◆ LISTED RECORDS ◆

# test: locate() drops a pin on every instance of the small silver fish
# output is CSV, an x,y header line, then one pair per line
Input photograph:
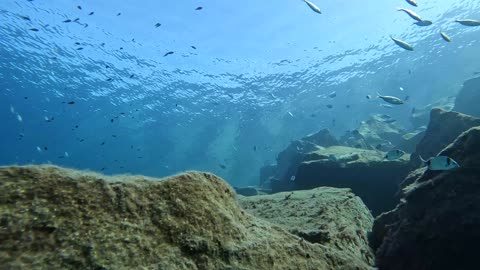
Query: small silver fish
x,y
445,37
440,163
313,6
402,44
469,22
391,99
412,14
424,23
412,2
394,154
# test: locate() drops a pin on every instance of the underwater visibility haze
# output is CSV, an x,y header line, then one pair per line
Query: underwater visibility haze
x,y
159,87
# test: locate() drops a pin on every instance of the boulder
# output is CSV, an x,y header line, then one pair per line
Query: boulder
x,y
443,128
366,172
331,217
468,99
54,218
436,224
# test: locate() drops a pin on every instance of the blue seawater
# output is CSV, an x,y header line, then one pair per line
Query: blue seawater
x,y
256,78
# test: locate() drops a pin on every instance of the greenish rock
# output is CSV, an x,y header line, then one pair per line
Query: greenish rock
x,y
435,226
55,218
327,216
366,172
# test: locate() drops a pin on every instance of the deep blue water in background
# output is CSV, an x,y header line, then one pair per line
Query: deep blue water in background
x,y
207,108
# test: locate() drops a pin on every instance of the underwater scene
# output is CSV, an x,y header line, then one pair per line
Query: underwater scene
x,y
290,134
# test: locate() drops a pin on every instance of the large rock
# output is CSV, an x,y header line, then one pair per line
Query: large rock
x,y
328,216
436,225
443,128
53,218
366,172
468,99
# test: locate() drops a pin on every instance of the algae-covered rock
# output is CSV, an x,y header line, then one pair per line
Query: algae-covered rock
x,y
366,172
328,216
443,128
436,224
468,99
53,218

...

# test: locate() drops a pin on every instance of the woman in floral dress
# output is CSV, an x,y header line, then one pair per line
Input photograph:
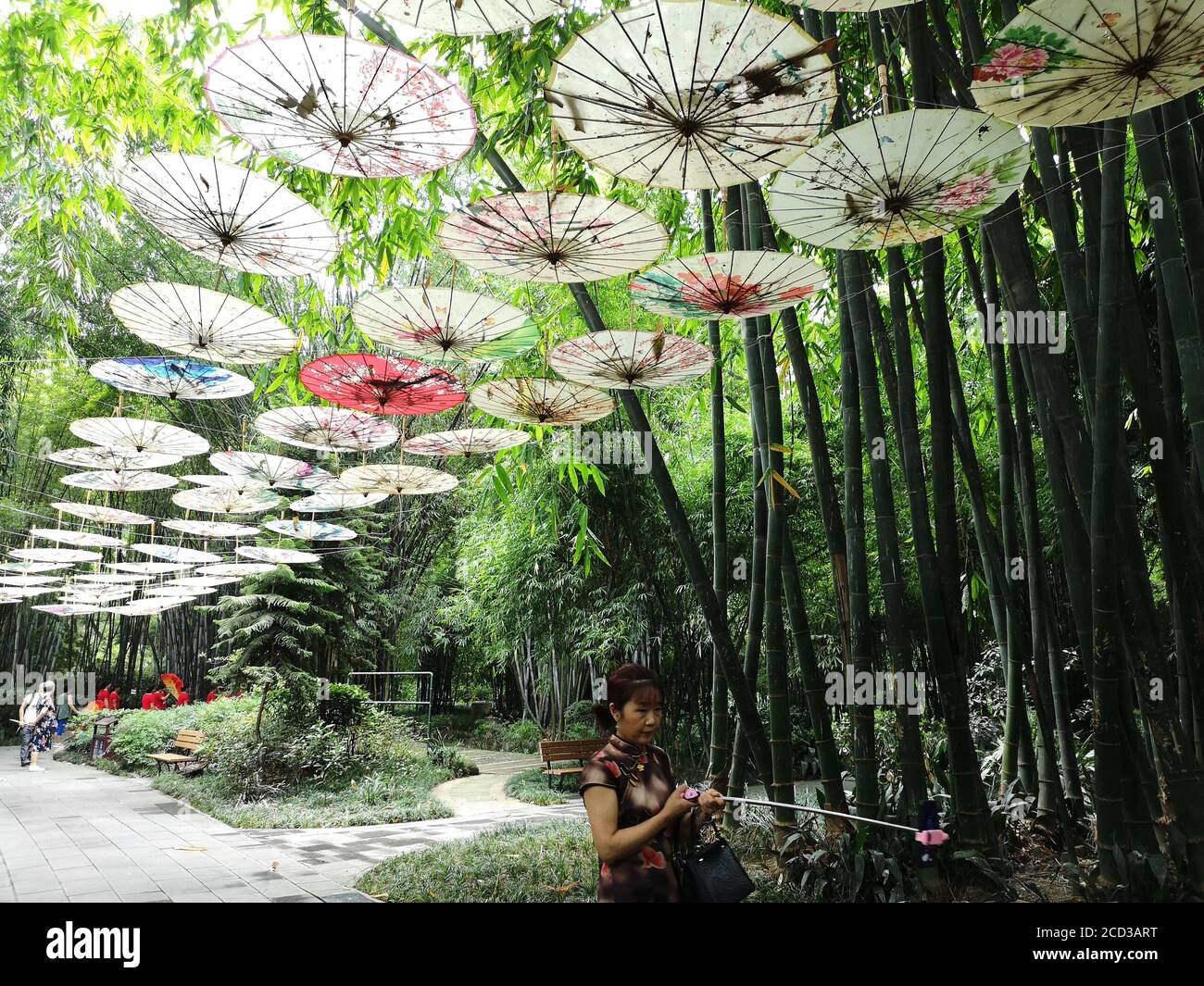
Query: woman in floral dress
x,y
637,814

---

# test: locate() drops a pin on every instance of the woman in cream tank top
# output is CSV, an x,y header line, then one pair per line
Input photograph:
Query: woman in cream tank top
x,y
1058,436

◆ WHAT YOU HAVE TO DO ◆
Gather every line in the records above that contains the word "underwater" and copy each of those lines in full.

◆ SOLVED EXERCISE ◆
# test: locate() drops a pin on every instance of the underwater visibility haze
Query: underwater visibility haze
# test: locate() drops a pin on every instance of the underwater scene
Query: underwater scene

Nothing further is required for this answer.